You want to choose four acceptable items out of ten, and one
unacceptable item out of five without replacement.  This from five
items out of 15.

If you are choosing 4 out of 10 items 10!/[(4!)(6!)] is written (10C4)
or ten choose four.

Probability = (10C4)(5C1)/(15C5) = 50/143

Ansels explanation is correct however in your question you wanted to
choose 3 acceptable out of ten changing the answer to
(10C3)(5C1)/(15C5)
Which follows the hypergeometric which states suppose a sample size n
chosen w/out replacement from a population N, of which m are
acceptable and N-m are not, then P(X=i)=(mCi)(N-mCn-i)/(NCn)
so in your case "i" (the number acceptable to be drawn) is 3, "m"
(total number of acceptable in the population) is 10, "N" (pop. size)
is 15 making N-m=5, and "n" (sample size) is 4 making n-i=1 we get the
result
(10C3)(5C1)/(15C5) = which I'm I got as 100/1001 but you may want to
recheck the math.

> _Exercise 1_
Answer these questions about the probability thread:
(a) What probability does the calculation (10C4)(5C1)/(15C5) give?
(b) In the hypergeometric formula, what does "m" stand for?
(c) What two ways of writing or saying "choosing 4 out of 10 items" does the thread give?
> _Exercise 2_
Please carry the probability thread forward from its final sentence, keeping its style.
The data plays no part in this work.

> _Data_
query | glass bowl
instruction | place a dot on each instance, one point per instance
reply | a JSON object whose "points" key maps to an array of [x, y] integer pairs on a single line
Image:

> _Exercise output 1_
(a) 50/143
(b) The total number of acceptable items in the population
(c) (10C4), or "ten choose four"

> _Exercise output 2_
errr maybe 200/1001, definitely recheck...

40/91

The probability of drawing 3 acceptable and then 1 unacceptable is 

(10/15)*(9/14)*(8/13)*(5/12)  =  10/91

There are a total of 4 ways to rearrange the ordering of the
acceptable/unacceptable draws: AAAU, AAUA, AUAA, UAAA.

So the probability of exactly 3 acceptable out of 4 is 40/91.

rracecarr is correct, I actually just woke up realizing I had made a
mistake, the denominator for the prob. should be 15C4 bringing the
answer to 40/91.